● STUDIENTEXT
____

In den letzten 30 Jahren lag die Zahl der Überstunden im jährlichen Mittel bei rund 2 Milliarden Stunden, davon zu fast gleichen Teilen bezahlte und unbezahlte Überstunden. Diese Überstunden fallen an, obgleich etwa 2,3 Mio. Menschen in 2022 arbeitslos waren und weitere unterbeschäftigt sind (d. h. Sie befinden sich beispielsweise in Maßnahmen der Arbeitsverwaltung).

Quelle der Daten: IAB vom Februar 2022

Bereits vor über 100 Jahren wurde von Gewerkschaften angesichts der Zahl der Überstunden und gleichzeitigen Arbeitslosigkeit eine Überstundenkontrolle gefordert. Erwähnenswert ist hier die Amalgamated Engineering Union (AEU) der Metallindustrie im Vereinigtes Königreich Großbritannien und Nordirland. Sie bestand darauf, dass es keine Überstunden geben sollte, solange Arbeitslose beschäftigt werden könnten, und dass den Arbeitenden ein Mitbestimmungsrecht eingeräumt wird.

____

● BEREITGESTELLTE DATEN
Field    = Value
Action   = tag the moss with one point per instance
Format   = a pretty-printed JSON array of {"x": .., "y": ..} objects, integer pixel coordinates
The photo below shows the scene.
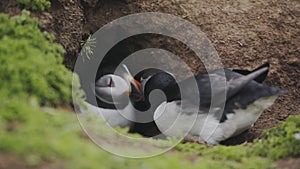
[
  {"x": 279, "y": 142},
  {"x": 35, "y": 4},
  {"x": 31, "y": 64}
]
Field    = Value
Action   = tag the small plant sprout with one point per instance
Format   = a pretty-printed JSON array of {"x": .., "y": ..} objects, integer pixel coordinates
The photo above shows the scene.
[{"x": 88, "y": 47}]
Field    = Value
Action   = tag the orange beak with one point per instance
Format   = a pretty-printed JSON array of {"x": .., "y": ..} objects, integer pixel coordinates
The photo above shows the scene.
[{"x": 136, "y": 89}]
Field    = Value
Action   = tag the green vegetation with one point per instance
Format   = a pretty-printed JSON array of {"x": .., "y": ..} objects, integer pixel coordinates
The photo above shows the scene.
[
  {"x": 31, "y": 64},
  {"x": 35, "y": 4},
  {"x": 280, "y": 142},
  {"x": 32, "y": 77}
]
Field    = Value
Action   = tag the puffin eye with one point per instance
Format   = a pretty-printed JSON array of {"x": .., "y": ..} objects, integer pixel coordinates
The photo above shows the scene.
[{"x": 111, "y": 83}]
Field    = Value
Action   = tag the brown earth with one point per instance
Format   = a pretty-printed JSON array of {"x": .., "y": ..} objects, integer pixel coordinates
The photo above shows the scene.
[{"x": 245, "y": 33}]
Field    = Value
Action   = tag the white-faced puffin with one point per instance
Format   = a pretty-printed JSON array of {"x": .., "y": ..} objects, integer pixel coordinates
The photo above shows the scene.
[
  {"x": 113, "y": 91},
  {"x": 246, "y": 98}
]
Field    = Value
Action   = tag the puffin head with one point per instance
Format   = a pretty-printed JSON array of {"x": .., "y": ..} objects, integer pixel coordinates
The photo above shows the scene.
[{"x": 113, "y": 89}]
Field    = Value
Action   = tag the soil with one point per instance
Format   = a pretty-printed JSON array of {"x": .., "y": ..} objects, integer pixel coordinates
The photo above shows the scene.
[{"x": 245, "y": 33}]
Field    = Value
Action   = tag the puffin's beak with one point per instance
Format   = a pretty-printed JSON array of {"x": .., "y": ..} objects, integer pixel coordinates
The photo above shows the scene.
[{"x": 136, "y": 87}]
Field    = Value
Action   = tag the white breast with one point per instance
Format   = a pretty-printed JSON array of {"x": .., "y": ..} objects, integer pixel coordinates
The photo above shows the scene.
[{"x": 113, "y": 117}]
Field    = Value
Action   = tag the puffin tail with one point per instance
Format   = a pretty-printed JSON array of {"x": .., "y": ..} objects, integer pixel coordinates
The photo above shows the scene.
[{"x": 259, "y": 78}]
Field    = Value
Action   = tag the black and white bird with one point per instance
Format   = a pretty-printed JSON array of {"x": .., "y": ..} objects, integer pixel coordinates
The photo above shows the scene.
[
  {"x": 207, "y": 121},
  {"x": 114, "y": 90}
]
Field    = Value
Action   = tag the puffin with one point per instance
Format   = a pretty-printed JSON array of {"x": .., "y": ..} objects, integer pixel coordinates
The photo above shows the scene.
[
  {"x": 113, "y": 91},
  {"x": 203, "y": 120}
]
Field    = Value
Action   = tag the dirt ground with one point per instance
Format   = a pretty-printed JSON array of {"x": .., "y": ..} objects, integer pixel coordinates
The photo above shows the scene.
[{"x": 245, "y": 33}]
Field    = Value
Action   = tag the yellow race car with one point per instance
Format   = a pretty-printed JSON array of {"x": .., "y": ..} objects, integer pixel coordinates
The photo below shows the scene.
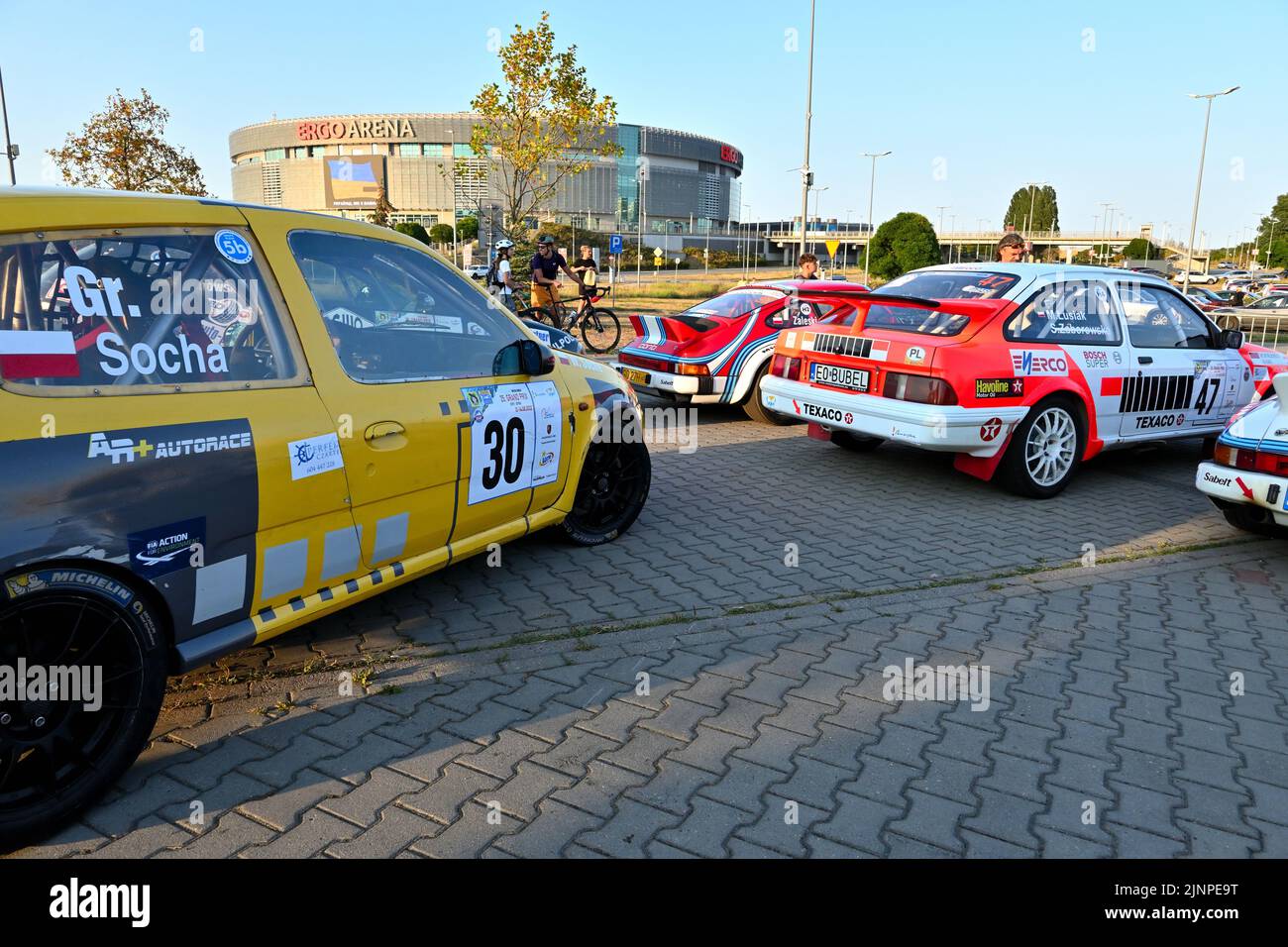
[{"x": 222, "y": 421}]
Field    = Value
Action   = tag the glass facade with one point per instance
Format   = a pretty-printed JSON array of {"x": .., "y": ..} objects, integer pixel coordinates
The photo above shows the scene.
[{"x": 627, "y": 174}]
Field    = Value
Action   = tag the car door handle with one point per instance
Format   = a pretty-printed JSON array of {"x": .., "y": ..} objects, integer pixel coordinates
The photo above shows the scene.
[{"x": 385, "y": 436}]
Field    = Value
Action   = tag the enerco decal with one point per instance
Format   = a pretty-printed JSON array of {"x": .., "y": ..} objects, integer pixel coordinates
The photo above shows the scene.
[{"x": 1038, "y": 363}]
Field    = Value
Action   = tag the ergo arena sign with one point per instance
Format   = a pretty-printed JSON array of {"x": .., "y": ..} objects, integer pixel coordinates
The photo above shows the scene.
[{"x": 335, "y": 129}]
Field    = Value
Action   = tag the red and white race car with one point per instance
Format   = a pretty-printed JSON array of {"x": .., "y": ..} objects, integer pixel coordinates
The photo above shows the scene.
[
  {"x": 1021, "y": 369},
  {"x": 719, "y": 351},
  {"x": 1247, "y": 478}
]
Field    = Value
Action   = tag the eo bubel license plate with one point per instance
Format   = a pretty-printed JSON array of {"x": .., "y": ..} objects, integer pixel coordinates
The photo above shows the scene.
[{"x": 838, "y": 376}]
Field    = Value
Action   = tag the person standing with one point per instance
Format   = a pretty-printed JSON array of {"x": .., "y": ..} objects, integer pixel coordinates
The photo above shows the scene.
[
  {"x": 588, "y": 272},
  {"x": 1010, "y": 249},
  {"x": 545, "y": 272},
  {"x": 500, "y": 278}
]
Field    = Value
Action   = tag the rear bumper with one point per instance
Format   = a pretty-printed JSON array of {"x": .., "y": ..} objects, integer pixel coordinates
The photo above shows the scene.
[
  {"x": 662, "y": 384},
  {"x": 954, "y": 429},
  {"x": 1224, "y": 486}
]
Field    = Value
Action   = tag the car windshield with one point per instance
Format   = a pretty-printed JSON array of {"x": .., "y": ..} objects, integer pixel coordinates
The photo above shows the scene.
[
  {"x": 935, "y": 283},
  {"x": 735, "y": 304}
]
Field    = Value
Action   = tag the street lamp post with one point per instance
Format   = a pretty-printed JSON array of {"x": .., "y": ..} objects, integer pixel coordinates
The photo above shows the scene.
[
  {"x": 872, "y": 187},
  {"x": 806, "y": 175},
  {"x": 1198, "y": 184},
  {"x": 11, "y": 150},
  {"x": 456, "y": 221}
]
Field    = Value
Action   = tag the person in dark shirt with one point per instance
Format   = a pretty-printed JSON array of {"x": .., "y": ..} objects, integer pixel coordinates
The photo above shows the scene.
[
  {"x": 1010, "y": 249},
  {"x": 545, "y": 272}
]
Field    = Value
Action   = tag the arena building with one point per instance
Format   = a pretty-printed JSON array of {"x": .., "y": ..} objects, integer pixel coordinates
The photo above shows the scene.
[{"x": 338, "y": 165}]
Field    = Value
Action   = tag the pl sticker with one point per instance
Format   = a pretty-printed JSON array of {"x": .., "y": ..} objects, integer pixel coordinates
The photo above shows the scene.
[
  {"x": 515, "y": 438},
  {"x": 233, "y": 247}
]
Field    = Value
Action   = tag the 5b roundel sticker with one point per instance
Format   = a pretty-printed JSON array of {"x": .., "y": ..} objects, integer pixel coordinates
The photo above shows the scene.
[{"x": 233, "y": 247}]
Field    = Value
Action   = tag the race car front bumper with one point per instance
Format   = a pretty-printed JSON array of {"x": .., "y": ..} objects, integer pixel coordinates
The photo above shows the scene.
[
  {"x": 1227, "y": 486},
  {"x": 671, "y": 386},
  {"x": 979, "y": 432}
]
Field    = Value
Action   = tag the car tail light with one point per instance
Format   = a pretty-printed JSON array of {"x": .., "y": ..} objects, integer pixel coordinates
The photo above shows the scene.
[
  {"x": 1245, "y": 459},
  {"x": 692, "y": 368},
  {"x": 919, "y": 388},
  {"x": 786, "y": 367}
]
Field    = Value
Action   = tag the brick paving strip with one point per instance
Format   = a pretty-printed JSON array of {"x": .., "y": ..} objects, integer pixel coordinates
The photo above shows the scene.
[{"x": 1134, "y": 709}]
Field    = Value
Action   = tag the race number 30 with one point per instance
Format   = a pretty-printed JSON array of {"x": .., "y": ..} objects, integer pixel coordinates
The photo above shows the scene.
[
  {"x": 505, "y": 453},
  {"x": 515, "y": 438}
]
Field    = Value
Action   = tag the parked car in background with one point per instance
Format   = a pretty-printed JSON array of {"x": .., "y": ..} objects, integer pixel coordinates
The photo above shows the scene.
[
  {"x": 1247, "y": 478},
  {"x": 1021, "y": 369},
  {"x": 719, "y": 351}
]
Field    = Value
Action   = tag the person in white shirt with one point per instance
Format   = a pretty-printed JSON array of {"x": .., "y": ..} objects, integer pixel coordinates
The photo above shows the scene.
[{"x": 500, "y": 278}]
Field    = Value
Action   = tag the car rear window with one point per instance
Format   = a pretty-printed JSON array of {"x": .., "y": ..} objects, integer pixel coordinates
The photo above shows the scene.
[
  {"x": 735, "y": 303},
  {"x": 935, "y": 283},
  {"x": 138, "y": 312}
]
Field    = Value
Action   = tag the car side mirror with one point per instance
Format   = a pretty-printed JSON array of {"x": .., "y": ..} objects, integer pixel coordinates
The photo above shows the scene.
[{"x": 523, "y": 357}]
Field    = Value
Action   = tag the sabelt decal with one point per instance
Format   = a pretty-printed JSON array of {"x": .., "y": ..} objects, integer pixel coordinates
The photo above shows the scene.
[
  {"x": 165, "y": 548},
  {"x": 1038, "y": 363},
  {"x": 314, "y": 455},
  {"x": 987, "y": 388}
]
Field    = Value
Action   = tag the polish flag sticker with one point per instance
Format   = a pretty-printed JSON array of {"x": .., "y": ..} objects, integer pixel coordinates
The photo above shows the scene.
[{"x": 38, "y": 355}]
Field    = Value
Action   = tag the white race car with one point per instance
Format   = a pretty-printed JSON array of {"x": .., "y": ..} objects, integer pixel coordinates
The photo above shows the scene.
[{"x": 1247, "y": 476}]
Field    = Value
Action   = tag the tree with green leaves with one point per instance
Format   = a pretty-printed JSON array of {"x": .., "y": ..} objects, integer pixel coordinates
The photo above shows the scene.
[
  {"x": 124, "y": 149},
  {"x": 906, "y": 241},
  {"x": 1279, "y": 249},
  {"x": 1039, "y": 204},
  {"x": 416, "y": 231},
  {"x": 544, "y": 123},
  {"x": 378, "y": 214}
]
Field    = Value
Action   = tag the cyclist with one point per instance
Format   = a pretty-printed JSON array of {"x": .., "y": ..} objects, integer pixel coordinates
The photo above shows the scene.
[
  {"x": 500, "y": 281},
  {"x": 588, "y": 272},
  {"x": 545, "y": 270}
]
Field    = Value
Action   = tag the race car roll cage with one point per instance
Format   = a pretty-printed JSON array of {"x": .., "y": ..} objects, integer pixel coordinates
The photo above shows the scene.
[{"x": 200, "y": 262}]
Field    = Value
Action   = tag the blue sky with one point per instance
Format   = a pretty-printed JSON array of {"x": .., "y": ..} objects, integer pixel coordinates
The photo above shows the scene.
[{"x": 974, "y": 98}]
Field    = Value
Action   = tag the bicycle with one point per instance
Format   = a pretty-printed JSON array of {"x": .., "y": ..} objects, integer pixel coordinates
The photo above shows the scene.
[{"x": 600, "y": 329}]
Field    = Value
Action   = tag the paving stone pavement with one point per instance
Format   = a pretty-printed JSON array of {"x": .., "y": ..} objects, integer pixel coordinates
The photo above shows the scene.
[{"x": 1133, "y": 709}]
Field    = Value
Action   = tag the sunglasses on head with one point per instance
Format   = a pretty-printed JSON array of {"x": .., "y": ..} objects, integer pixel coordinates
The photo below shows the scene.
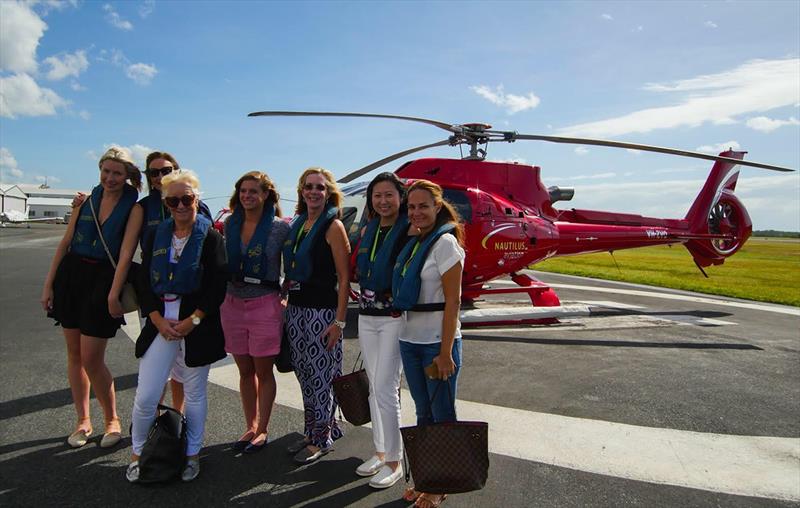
[
  {"x": 154, "y": 172},
  {"x": 173, "y": 201}
]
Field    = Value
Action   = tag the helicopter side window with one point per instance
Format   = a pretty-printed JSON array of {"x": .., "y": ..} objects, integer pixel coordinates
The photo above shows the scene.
[{"x": 461, "y": 202}]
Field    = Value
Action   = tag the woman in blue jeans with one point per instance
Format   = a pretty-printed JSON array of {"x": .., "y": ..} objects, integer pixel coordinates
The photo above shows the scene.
[{"x": 427, "y": 285}]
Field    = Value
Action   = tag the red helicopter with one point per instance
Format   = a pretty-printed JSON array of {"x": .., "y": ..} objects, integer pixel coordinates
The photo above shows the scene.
[{"x": 510, "y": 220}]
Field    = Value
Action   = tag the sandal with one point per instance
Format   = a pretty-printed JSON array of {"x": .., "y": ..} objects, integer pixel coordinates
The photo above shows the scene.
[
  {"x": 410, "y": 494},
  {"x": 425, "y": 501}
]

____

● AUFGABENSTELLUNG
- 1) Schreiben Sie aus dem Text über Überstunden den Abschnitt von „In den letzten“ bis „Mitbestimmungsrecht eingeräumt wird.“ wortgetreu ab.
- 2) Schreiben Sie den Text über Überstunden im Anschluss an seinen letzten Satz weiter.
Für die Bearbeitung sind die Daten ohne Belang.

● LÖSUNGEN JE AUFGABE
- 1)
In den letzten 30 Jahren lag die Zahl der Überstunden im jährlichen Mittel bei rund 2 Milliarden Stunden, davon zu fast gleichen Teilen bezahlte und unbezahlte Überstunden. Diese Überstunden fallen an, obgleich etwa 2,3 Mio. Menschen in 2022 arbeitslos waren und weitere unterbeschäftigt sind (d. h. Sie befinden sich beispielsweise in Maßnahmen der Arbeitsverwaltung).

Quelle der Daten: IAB vom Februar 2022

Bereits vor über 100 Jahren wurde von Gewerkschaften angesichts der Zahl der Überstunden und gleichzeitigen Arbeitslosigkeit eine Überstundenkontrolle gefordert. Erwähnenswert ist hier die Amalgamated Engineering Union (AEU) der Metallindustrie im Vereinigtes Königreich Großbritannien und Nordirland. Sie bestand darauf, dass es keine Überstunden geben sollte, solange Arbeitslose beschäftigt werden könnten, und dass den Arbeitenden ein Mitbestimmungsrecht eingeräumt wird.

- 2)
1922 starteten die Arbeitgeber im Vereinigtes Königreich Großbritannien und Nordirland, vertreten durch die Engineering Employers‘ Federation, eine branchenweite Aussperrung, um die von der Vorgängergewerkschaft der AEU während des Ersten Weltkriegs und in der Zeit danach erzielten Erfolge rückgängig zu machen. Sie nutzten den wirtschaftlichen Abschwung in der Maschinenbaubranche aus und verlangten von der Gewerkschaft, die Kontrolle über die Überstunden aufzugeben. Die Aussperrung dauerte vom 11. März bis zum 13. Juni und betraf 260.000 Arbeitnehmer, von denen 90.000 von der AEU vertreten wurden (Wikipedia, Eintrag AEU). Parallel fand im Übrigen ein Streik der Werftarbeiter statt. Beides wurde vor 100 Jahren in Deutschland beobachtet und ebenfalls eine Überstundenkontrolle gefordert.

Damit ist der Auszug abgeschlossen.